• **Records for this task**

****

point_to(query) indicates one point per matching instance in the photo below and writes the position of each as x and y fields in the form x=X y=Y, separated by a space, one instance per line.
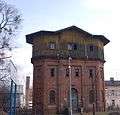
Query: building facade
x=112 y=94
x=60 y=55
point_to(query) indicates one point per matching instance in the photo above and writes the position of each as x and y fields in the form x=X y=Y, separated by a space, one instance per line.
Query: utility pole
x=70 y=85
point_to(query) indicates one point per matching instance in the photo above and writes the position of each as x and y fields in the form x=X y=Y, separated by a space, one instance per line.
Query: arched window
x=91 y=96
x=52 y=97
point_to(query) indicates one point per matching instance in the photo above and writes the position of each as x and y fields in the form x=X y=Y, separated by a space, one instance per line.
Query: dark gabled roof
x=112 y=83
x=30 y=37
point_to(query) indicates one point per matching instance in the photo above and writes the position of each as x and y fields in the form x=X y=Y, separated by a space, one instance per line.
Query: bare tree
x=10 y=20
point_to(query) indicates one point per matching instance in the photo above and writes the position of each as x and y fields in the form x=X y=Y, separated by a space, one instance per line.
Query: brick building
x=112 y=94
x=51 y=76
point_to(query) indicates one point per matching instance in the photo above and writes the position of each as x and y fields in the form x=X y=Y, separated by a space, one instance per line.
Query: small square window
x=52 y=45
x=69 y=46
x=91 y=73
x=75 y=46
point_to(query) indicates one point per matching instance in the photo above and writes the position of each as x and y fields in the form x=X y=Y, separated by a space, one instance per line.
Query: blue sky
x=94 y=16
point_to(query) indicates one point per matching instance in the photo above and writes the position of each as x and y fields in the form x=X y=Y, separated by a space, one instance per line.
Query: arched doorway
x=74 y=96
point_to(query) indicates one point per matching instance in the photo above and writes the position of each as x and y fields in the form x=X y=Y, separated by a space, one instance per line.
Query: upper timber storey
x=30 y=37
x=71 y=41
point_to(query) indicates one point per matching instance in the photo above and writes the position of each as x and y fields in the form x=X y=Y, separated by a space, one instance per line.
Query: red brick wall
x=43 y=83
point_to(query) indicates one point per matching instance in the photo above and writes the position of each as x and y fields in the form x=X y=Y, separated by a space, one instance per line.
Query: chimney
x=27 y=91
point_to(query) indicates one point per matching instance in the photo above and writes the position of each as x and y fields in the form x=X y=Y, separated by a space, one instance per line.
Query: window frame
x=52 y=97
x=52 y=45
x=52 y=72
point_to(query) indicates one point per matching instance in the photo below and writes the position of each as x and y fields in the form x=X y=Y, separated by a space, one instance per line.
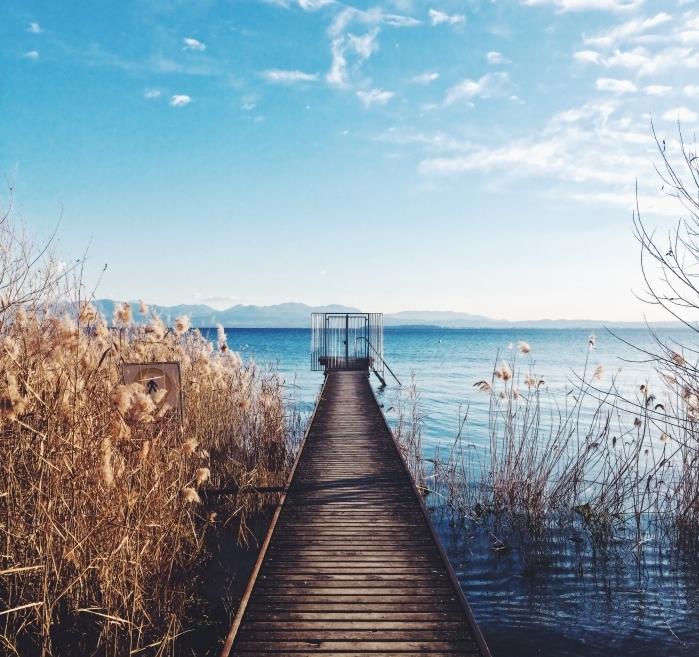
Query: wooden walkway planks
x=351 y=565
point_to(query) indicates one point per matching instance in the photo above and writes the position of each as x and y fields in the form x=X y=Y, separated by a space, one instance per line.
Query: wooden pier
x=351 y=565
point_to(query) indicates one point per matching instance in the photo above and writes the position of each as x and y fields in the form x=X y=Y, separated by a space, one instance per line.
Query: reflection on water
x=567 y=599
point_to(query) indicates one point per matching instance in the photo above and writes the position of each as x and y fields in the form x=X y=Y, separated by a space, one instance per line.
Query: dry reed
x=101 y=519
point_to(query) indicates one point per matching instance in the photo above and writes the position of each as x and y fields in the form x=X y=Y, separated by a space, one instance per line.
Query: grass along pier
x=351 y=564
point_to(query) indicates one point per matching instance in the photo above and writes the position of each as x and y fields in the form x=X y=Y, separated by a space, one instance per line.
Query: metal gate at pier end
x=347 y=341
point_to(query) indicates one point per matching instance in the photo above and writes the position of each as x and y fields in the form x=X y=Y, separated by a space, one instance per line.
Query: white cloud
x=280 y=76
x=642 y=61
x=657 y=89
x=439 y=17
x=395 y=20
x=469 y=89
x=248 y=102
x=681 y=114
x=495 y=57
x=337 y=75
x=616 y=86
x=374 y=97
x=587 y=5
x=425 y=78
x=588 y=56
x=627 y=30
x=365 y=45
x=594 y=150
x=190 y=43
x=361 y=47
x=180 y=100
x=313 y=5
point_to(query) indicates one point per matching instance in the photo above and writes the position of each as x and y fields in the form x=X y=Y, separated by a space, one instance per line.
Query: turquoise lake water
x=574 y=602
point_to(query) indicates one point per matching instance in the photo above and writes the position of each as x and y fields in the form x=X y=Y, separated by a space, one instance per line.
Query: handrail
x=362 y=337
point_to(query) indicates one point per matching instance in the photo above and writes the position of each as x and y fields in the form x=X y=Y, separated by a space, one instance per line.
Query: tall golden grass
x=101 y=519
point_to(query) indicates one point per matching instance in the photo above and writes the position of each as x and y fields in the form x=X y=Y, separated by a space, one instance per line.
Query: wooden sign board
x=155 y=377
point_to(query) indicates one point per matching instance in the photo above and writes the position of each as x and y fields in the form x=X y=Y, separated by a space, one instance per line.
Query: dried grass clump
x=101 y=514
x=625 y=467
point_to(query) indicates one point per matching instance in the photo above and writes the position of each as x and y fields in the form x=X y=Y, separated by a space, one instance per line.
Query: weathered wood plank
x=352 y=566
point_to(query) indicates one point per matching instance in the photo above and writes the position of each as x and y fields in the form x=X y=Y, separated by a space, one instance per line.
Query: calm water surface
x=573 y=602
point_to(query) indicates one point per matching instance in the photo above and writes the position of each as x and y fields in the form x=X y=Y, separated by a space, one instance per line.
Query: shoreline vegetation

****

• **Challenge**
Copy the records above exactly. The pictures are not part of the copy.

• **Answer to the task**
point_to(query) indicates one point per matching instance in the photo below and writes the position of each as x and y fields in the form x=X y=Y, separated by a space, one instance per line.
Query: building facade
x=112 y=94
x=60 y=55
point_to(query) indicates one point per matching instance in the photo above and writes the position of each as x and y fields in the form x=X y=Y, separated by a space, one instance per line.
Query: utility pole
x=70 y=85
point_to(query) indicates one point per matching instance in the photo above and writes the position of each as x and y fields in the form x=X y=Y, separated by a space, one instance per line.
Query: arched window
x=91 y=96
x=52 y=97
point_to(query) indicates one point per matching instance in the photo above and writes the position of each as x and y fields in the form x=X y=Y, separated by a space, one instance per line.
Query: dark gabled roof
x=112 y=83
x=30 y=37
point_to(query) indicates one point per matching instance in the photo above and writes the position of each as x and y fields in the form x=X y=Y, separated by a space, one instance per line.
Query: bare tree
x=10 y=20
point_to(query) indicates one point per matching instance in the photo above and writes the position of each as x and y fields in the form x=X y=Y, separated by a space, one instance per line.
Query: brick building
x=112 y=94
x=51 y=76
point_to(query) indicates one point per matching instance in the photo above and writes the position of each as x and y fields in the form x=X y=Y, separated by a space, one instance per line.
Query: small square window
x=52 y=45
x=69 y=46
x=91 y=73
x=75 y=46
point_to(query) indicates one point per matching instance in the photo above and writes the position of each as x and y fields in the form x=X y=Y, separated by a space, one instance per line.
Query: blue sky
x=94 y=16
point_to(query) indicates one point per matching instance in the photo above and writes the position of each as x and y fields in the form x=X y=Y, separated by a space, one instance per line.
Query: arched doorway
x=74 y=96
point_to(query) indicates one point per matching instance in the photo above and writes the position of each as x and y fields in the form x=X y=Y, separated by a space, one instance per line.
Query: upper timber storey
x=30 y=37
x=71 y=41
point_to(query) indicates one point per matching instance in the photo above and writes the position of each as x and y fields in the form x=X y=Y, separated by a space, one instance per line.
Query: red brick wall
x=43 y=83
point_to(query) indicates one point per matching instance in the photo above and writes the position of each as x and y fields in the form x=X y=Y, separated by a space, one instance per line.
Query: chimney
x=27 y=91
point_to(query) indicates one point per matching instance in the photo above and writes the position of each as x and y fields in the form x=X y=Y, separated by a space, one instance per line.
Query: window frame
x=52 y=97
x=52 y=45
x=52 y=72
point_to(query) indicates one point per matching instance in the photo below and writes the position of each as x and y fields in the form x=X y=Y, separated by a space, one instance per line.
Query: wooden walkway planks
x=351 y=565
point_to(query) indicates one point per matching instance in the photo above and writes the position of each as x and y fields in the form x=X y=Y, separated by a space, one instance per line.
Query: wooden pier
x=351 y=565
point_to(query) indicates one point per matching instance in the photo above and writes the position of each as x and y fields in the form x=X y=Y, separated by a space, one instance per line.
Query: reflection on water
x=567 y=599
point_to(query) indicates one point per matching instance in the photo above and writes the position of each as x and y fields in the form x=X y=Y, separated by a space, one instance per line.
Query: dry reed
x=101 y=519
point_to(query) indicates one point per matching instance in the photo above and writes the position of each as x and y fields in the form x=X y=Y, separated by a space, one instance per line.
Query: grass along pier
x=351 y=564
point_to(query) indicates one point per matching instance in the photo above and writes the position of each as x and y fields in the form x=X y=Y, separated by a space, one instance per line.
Query: metal gate at pier end
x=347 y=341
point_to(query) indicates one point per matching instance in the photo above and writes the position of each as x and y fields in the form x=X y=Y, separated by a space, one instance per line.
Query: white cloud
x=280 y=76
x=642 y=61
x=657 y=89
x=439 y=17
x=395 y=20
x=469 y=89
x=248 y=102
x=681 y=114
x=495 y=57
x=337 y=75
x=616 y=86
x=374 y=97
x=587 y=5
x=425 y=78
x=588 y=56
x=627 y=30
x=365 y=45
x=594 y=150
x=190 y=43
x=361 y=47
x=180 y=100
x=313 y=5
point_to(query) indicates one point per matching instance in the photo above and writes the position of each as x and y fields in the form x=X y=Y, separated by a space, one instance per line.
Query: turquoise lake water
x=574 y=602
point_to(query) indicates one point per matching instance in the photo above and writes the position of each as x and y fields in the form x=X y=Y, separated by a space, one instance per line.
Query: handrail
x=362 y=337
point_to(query) indicates one point per matching instance in the photo above and writes the position of each as x and y fields in the form x=X y=Y, separated by a space, one instance per line.
Query: tall golden grass
x=101 y=519
point_to(query) indicates one point per matching instance in the photo above and writes the position of each as x and y fields in the form x=X y=Y, separated by a space, one instance per line.
Query: wooden sign board
x=155 y=377
point_to(query) indicates one point per matching instance in the photo above and writes the position of each as x and y fields in the form x=X y=Y, separated by a space, one instance per line.
Query: dried grass clump
x=101 y=514
x=625 y=467
point_to(query) indicates one point per matching instance in the photo above and writes the position of each as x and y fields in the form x=X y=Y, separated by a space, one instance per line.
Query: weathered wood plank
x=352 y=566
point_to(query) indicates one point per matching instance in the photo above and writes the position of each as x and y fields in the form x=X y=Y, separated by a space, one instance per line.
Query: calm water surface
x=573 y=602
point_to(query) indicates one point per matching instance in the photo above and writes the position of each as x and y fields in the form x=X y=Y, separated by a space, one instance per line.
Query: shoreline vegetation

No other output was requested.